Der 25-jährige gebürtige Berliner studiert an einer der bekanntesten und besten Kunst-Hochschulen Frankreichs, der École des Arts Decoratifs Paris. Nun ist ein zweiter Traum in Erfüllung gegangen: Als einer von 40 Studenten aus ganz Frankreich darf er auf dem Pariser Kunst-Festival "ICI&DEMAIN" (zu Deutsch: Hier und morgen) seine Bilder-Serie "Home" ausstellen, für die er in all diese Wohnungen blicken durfte. Das Festival findet vom 12. bis 26. März statt und wird vom Pariser Rathaus kuratiert.

Doch nicht genug der Ehre: Seine Fotografien werden an der offiziellen Eröffnungs- sowie an der Abschlussfeier ausgestellt. Ein Gespräch über seine Arbeit als Fotograf in Frankreich, sein Projekt "Home" und sein großes Thema – der Frage nach dem Zuhause.

ICON: Wie kommt ein junger Deutscher dazu, mit 18 Jahren die Heimat zu verlassen und in Frankreich Fotografie zu studieren?

Quelldaten.
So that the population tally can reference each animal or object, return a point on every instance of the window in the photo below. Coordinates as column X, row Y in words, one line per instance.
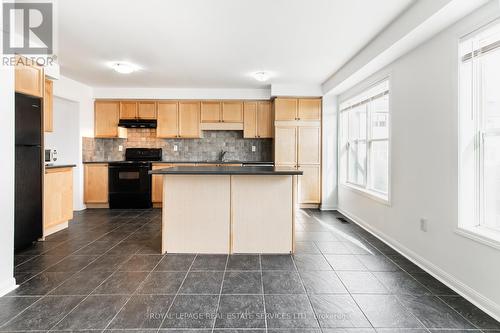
column 365, row 139
column 480, row 130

Vorgegebenes Ziel A.
Welche Zahlen stehen im Ausgangstext in Ziffern? Nenne alle in der Reihenfolge, in der sie vorkommen.
Vorgegebenes Ziel B.
Setze den Ausgangstext über den jungen Fotografen im Anschluss an die zuletzt gestellte Frage fort.

Richtige Antwort A.
25, 40, 12, 26, 18

Richtige Antwort B.
Christian Mamoun: Ich bin in Berlin geboren und aufgewachsen, aber ich hatte stets den Drang zu reisen, andere Orte zu sehen und an ihnen zu leben. 2008, mit 18, bin ich dann nach Marokko. Ich war zwischen Rabat, Casablanca und Marrakesch unterwegs, bin da viel gependelt und habe während des Drehs des ersten marokkanischen Western-Films "Kanyamakan", für den ich das Making-Of gemacht habe, Leute getroffen, die mich mitnahmen nach Paris.

Dort habe ich ein Vorbereitungsjahr gemacht, für die Aufnahme an einer Kunst-Hochschule. Es klappte, und so bin ich 2010 zum ersten Studium nach Nantes gezogen. Da habe ich ein Jahr an der École Supérieure de Beaux Arts studiert, und das ohne Abitur.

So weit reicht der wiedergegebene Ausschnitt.